Foodtravel

EINE KULINARISCHE FLEISCHREISE UM DIE WELT

 

Leo Gradls "Beef Table Dance"

 

Gut, Bad Kreuzen ist keine Weltreise, nur etwa 3 Stunden Fahrt von uns entfernt. Aber asiatisches Essen passt einfach nicht zu diesem Blog, daher sind wir lieber auf die Speck-Alm in Bad Kreuzen "gereist". Dort angekommen, läd der Dry-Aging-Profi sowie Grillweltmeister Leo Gradl beim "Beef Table Dance" zu einer kulinarischen Reise um die Welt. Fleisch aus fünf verschiedenen Ländern wurde auf den Grill gelegt, alle hatten einen völlig anderen Geschmack. Ab jetzt heißt es: Achtung Gaumenaquaplaning -Gefahr!

„Ich bin grundsätzlich ein Fan von regionalen Produkten, ich möchte die Landschaftspfleger unterstützen“,

Leo Gradl, Grillweltmeister

Österreich: Die Kalbin vom Nachbarn.

Spanien: Die "alte Kuh".

Urugay: Beiried.

Australien: Beiried.

Argentinien: Beiried.

Die Kalbin war vom Nachbarn, der Familie Schönberger vom Würzenberg.
§ §
▶ _SCHRIFTLICHE AUFGABE A_: Kürze den Absatz im Text, der mit „Gut, Bad Kreuzen ist keine Weltreise“ anfängt, auf drei Sätze und behalte dabei die wichtigsten Fakten.

▶ _BEREITGESTELLTES MATERIAL_:
§ §
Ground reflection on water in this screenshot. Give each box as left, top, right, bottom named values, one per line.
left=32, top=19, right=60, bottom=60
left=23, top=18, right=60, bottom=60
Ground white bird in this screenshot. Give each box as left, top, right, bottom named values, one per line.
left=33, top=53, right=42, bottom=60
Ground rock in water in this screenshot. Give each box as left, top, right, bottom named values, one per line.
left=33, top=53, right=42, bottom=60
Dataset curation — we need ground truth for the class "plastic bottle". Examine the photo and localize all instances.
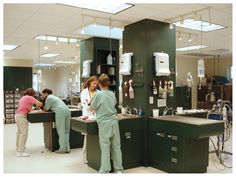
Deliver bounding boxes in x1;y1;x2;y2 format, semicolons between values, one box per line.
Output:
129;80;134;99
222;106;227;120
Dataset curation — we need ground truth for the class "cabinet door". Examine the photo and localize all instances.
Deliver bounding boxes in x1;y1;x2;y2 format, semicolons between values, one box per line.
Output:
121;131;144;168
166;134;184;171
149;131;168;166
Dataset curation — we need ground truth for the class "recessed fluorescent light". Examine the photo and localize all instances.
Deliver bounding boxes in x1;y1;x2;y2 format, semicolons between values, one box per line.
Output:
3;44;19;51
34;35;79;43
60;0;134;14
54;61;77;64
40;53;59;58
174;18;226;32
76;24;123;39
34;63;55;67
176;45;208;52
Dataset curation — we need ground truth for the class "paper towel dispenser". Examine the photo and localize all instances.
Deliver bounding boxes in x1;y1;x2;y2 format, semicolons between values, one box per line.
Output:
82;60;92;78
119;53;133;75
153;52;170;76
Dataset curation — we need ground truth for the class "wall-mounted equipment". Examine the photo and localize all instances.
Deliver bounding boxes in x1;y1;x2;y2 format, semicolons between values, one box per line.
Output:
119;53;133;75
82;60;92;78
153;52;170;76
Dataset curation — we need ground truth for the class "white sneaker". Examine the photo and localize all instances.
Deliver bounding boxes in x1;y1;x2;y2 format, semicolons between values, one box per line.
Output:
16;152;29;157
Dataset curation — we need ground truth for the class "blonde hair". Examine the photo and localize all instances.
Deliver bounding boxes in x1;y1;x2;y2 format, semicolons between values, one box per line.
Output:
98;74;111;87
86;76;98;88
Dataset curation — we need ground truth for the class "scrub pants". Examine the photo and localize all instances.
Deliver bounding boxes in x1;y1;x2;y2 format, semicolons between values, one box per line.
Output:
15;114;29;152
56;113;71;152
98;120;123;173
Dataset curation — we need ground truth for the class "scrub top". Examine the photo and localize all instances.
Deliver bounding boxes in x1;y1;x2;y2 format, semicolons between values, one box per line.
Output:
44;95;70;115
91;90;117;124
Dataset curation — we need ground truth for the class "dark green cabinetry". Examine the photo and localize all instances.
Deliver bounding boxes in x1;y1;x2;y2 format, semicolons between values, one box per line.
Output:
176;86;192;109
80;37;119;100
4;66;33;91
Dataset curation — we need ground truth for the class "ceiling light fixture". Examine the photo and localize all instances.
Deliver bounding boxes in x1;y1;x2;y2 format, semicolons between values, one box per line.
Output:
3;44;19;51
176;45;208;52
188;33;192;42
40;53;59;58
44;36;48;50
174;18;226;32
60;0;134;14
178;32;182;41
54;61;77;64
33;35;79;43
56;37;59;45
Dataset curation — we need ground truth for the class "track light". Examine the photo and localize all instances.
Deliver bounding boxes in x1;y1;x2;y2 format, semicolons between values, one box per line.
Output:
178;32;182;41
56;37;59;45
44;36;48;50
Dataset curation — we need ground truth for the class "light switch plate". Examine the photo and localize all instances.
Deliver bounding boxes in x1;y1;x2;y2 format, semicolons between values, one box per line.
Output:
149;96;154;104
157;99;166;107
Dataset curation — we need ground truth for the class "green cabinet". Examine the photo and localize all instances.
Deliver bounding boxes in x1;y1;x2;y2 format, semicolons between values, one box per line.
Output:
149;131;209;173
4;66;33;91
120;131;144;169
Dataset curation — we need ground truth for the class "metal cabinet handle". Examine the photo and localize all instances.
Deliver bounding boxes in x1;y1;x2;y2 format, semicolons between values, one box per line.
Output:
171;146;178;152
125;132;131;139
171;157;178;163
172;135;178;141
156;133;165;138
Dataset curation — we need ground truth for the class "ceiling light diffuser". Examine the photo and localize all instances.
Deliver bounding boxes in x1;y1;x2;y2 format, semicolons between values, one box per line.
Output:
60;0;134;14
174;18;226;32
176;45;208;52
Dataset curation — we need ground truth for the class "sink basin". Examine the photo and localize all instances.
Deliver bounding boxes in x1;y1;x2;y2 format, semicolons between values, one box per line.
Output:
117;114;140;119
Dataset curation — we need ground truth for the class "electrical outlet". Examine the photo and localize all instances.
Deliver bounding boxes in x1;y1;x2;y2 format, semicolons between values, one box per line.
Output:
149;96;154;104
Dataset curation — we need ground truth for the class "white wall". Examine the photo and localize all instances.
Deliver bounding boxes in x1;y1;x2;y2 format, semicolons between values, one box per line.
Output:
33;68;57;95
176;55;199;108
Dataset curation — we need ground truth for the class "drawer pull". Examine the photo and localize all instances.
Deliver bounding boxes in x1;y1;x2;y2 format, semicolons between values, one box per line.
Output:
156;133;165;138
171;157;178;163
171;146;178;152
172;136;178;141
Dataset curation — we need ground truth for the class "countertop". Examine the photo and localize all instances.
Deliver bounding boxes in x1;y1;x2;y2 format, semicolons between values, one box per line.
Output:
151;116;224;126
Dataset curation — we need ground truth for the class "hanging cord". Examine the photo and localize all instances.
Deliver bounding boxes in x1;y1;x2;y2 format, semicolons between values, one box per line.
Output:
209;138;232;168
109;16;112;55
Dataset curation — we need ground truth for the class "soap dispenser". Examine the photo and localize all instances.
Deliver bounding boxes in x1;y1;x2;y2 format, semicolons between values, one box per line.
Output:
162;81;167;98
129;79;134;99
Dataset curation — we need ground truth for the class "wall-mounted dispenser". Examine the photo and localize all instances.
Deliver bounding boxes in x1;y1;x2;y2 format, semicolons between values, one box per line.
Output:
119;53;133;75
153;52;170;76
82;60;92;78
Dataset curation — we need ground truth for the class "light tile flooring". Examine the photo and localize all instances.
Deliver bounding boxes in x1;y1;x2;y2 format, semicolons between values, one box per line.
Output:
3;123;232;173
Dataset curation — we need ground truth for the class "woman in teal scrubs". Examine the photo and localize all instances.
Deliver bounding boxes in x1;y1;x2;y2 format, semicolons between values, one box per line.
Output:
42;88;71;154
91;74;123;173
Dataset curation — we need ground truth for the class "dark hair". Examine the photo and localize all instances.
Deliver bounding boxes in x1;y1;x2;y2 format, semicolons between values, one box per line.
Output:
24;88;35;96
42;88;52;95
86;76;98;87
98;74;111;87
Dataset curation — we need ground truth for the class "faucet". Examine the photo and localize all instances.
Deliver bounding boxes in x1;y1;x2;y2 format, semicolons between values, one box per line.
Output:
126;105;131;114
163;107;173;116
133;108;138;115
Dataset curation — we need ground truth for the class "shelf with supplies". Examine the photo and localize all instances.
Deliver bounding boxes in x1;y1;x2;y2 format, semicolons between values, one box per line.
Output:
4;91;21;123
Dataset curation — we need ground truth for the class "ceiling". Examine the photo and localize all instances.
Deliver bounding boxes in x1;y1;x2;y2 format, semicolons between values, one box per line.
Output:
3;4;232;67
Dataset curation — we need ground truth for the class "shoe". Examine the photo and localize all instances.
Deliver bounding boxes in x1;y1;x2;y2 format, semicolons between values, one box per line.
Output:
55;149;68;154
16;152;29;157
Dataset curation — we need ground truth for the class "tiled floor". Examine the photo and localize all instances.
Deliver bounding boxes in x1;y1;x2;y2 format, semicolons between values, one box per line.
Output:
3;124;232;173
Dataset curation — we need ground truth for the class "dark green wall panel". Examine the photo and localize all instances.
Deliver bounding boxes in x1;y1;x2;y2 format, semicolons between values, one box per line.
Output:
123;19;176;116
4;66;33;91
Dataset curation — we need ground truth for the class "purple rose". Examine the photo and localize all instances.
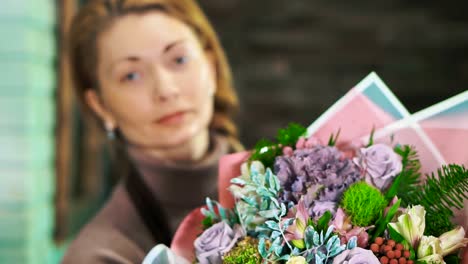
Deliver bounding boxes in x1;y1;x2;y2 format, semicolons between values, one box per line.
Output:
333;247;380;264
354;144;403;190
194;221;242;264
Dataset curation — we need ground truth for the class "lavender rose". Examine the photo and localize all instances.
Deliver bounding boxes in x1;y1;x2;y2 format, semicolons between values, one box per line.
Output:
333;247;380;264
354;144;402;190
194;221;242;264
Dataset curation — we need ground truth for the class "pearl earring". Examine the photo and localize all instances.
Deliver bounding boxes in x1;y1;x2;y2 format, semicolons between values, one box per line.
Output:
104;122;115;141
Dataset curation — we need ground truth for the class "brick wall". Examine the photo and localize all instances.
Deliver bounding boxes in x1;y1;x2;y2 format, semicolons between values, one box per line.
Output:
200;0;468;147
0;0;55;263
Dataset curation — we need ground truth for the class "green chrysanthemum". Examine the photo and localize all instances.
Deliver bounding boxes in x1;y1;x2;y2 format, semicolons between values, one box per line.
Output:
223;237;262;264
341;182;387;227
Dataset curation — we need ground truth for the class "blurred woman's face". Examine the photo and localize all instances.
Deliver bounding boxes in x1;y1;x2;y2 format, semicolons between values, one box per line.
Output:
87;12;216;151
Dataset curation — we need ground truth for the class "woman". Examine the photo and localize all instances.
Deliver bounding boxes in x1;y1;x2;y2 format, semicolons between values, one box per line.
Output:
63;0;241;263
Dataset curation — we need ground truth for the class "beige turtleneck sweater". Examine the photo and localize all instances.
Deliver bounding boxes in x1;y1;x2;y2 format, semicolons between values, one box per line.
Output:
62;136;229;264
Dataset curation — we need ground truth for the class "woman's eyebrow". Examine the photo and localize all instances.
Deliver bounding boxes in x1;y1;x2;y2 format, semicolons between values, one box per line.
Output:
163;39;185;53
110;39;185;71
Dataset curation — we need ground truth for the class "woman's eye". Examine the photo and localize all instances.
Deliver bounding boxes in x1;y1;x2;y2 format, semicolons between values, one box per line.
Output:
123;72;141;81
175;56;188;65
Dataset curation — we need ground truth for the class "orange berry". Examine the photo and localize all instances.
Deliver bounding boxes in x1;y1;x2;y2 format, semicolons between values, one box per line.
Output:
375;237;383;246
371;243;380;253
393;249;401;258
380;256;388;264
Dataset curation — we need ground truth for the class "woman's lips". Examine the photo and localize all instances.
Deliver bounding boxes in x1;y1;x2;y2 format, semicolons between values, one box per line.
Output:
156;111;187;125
§ §
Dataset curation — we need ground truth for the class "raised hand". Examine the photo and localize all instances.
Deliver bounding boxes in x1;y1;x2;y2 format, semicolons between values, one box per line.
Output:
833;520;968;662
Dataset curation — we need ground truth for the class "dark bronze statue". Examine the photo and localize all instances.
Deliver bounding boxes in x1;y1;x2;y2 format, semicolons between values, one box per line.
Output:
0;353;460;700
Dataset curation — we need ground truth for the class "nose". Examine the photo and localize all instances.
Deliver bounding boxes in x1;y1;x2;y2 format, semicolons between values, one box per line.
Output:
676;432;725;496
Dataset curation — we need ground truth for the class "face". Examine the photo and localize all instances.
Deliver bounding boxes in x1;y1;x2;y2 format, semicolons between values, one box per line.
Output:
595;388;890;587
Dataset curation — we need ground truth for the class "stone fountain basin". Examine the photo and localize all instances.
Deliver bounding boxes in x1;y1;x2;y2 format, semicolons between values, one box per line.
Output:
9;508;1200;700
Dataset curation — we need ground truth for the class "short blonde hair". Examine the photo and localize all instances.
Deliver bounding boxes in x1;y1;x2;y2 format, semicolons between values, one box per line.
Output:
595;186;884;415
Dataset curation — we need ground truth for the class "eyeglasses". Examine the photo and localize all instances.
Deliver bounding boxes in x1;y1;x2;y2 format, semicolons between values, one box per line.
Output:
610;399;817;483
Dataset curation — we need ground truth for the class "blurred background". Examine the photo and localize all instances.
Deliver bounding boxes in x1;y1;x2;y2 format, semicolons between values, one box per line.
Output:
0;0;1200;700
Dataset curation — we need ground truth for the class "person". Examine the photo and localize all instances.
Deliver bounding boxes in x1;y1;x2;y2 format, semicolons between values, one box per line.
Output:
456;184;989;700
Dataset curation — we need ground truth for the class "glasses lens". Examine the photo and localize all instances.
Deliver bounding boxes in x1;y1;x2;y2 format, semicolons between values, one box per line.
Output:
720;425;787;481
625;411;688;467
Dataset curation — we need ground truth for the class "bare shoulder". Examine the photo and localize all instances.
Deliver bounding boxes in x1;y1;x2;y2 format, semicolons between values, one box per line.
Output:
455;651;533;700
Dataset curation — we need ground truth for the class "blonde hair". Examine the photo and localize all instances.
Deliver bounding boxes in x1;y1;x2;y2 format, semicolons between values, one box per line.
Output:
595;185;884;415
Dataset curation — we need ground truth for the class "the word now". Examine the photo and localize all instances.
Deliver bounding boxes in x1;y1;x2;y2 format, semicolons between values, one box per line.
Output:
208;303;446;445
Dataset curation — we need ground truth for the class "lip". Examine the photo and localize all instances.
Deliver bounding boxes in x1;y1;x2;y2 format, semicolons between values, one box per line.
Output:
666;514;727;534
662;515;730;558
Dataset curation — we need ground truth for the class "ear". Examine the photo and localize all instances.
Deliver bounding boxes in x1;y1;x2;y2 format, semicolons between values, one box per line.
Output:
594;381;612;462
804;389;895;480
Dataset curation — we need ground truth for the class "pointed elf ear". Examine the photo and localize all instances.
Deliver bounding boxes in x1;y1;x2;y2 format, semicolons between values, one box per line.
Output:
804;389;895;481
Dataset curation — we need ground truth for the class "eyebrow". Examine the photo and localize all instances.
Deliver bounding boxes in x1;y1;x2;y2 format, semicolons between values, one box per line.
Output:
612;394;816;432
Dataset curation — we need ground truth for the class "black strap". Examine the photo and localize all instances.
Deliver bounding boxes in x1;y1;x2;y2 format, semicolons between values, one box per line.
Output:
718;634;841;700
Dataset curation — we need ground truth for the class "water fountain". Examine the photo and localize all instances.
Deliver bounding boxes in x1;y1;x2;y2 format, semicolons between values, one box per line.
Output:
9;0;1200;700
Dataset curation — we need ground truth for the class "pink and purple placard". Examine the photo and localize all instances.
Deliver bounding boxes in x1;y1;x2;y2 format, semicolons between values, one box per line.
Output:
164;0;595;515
§ §
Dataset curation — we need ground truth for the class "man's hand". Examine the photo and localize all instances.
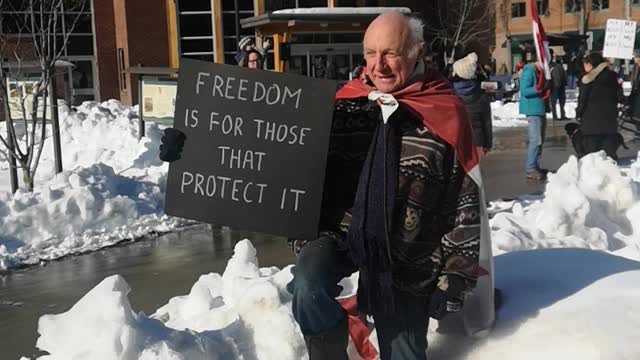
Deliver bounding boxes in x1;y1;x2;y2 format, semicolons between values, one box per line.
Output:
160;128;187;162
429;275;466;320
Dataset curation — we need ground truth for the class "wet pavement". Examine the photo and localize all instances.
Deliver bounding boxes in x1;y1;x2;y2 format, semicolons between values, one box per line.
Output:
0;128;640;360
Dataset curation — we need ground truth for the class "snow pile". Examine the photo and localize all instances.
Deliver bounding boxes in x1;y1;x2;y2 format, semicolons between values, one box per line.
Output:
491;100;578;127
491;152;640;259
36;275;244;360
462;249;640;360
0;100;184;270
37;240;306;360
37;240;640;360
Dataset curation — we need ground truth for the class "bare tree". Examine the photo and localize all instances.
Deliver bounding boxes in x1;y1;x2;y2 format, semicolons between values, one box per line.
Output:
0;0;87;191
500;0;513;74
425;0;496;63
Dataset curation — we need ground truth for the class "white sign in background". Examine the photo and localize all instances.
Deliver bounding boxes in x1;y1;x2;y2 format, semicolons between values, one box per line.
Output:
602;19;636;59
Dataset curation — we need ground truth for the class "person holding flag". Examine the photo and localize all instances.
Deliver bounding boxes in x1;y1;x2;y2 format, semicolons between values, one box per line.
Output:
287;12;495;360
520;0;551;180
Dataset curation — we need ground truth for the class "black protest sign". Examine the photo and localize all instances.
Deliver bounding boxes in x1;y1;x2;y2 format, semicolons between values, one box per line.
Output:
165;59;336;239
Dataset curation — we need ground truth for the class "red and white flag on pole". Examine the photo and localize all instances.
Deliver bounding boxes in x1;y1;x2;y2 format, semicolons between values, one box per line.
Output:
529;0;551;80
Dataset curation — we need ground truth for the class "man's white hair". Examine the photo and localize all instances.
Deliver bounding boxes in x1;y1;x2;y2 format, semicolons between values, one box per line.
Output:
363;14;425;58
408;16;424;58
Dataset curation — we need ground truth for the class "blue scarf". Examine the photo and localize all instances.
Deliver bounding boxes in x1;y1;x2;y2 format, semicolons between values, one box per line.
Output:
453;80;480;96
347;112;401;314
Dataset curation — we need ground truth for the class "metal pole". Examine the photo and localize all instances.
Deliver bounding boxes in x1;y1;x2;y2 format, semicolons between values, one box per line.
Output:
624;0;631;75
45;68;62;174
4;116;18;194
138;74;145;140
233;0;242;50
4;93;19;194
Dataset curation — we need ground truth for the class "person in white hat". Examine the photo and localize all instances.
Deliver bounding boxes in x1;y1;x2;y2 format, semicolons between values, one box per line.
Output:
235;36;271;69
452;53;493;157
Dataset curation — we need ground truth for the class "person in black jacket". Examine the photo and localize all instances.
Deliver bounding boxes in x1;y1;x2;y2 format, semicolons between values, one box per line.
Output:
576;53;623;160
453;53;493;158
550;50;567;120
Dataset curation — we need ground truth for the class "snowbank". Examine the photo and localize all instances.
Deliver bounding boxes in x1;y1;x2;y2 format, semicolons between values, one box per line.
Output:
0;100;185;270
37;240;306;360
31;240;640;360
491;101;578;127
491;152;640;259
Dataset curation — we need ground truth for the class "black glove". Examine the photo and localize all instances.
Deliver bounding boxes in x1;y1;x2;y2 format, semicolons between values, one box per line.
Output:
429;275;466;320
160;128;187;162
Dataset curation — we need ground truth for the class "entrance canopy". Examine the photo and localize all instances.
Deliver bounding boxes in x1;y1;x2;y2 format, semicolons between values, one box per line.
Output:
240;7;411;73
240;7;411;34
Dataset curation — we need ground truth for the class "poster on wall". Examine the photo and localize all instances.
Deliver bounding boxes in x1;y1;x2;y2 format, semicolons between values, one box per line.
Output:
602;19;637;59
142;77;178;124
§ §
▶ _SCHRIFTLICHE AUFGABE B_: Gib aus den Datensätzen das Stück von der Zeile mit „Ground reflection on“ bis zur Zeile mit „149;131;168;166“ (beide eingeschlossen) samt allen Aufforderungen noch einmal wieder und multipliziere dabei jede Koordinate der Rahmen in den Antworten mit 2,4, gerundet auf ganze Zahlen, Hälften aufgerundet. Lass die Bilder weg und gib nur dieses Stück aus.

▶ _SCHRIFTLICHE ANTWORT A_: Bad Kreuzen ist nur etwa 3 Stunden Fahrt entfernt, und weil asiatisches Essen nicht zum Blog passt, ging die „Reise“ auf die Speck-Alm. Dort lädt der Dry-Aging-Profi und Grillweltmeister Leo Gradl beim „Beef Table Dance“ zu einer kulinarischen Reise um die Welt ein. Fleisch aus fünf verschiedenen Ländern kam auf den Grill, und jedes hatte einen völlig anderen Geschmack.

▶ _SCHRIFTLICHE ANTWORT B_:
Ground reflection on water in this screenshot. Give each box as left, top, right, bottom named values, one per line.
left=77, top=46, right=144, bottom=144
left=55, top=43, right=144, bottom=144
Ground white bird in this screenshot. Give each box as left, top, right, bottom named values, one per line.
left=79, top=127, right=101, bottom=144
Ground rock in water in this screenshot. Give each box as left, top, right, bottom named values, one per line.
left=79, top=127, right=101, bottom=144
Dataset curation — we need ground truth for the class "plastic bottle". Examine the photo and localize all instances.
Deliver bounding boxes in x1;y1;x2;y2 format, semicolons between values, one box per line.
Output:
310;192;322;238
533;254;545;288
Dataset curation — we need ground truth for the class "cabinet door". Examine the photo and localize all instances.
Deliver bounding boxes in x1;y1;x2;y2 format, semicolons between values, one box per line.
Output:
290;314;346;403
398;322;442;410
358;314;403;398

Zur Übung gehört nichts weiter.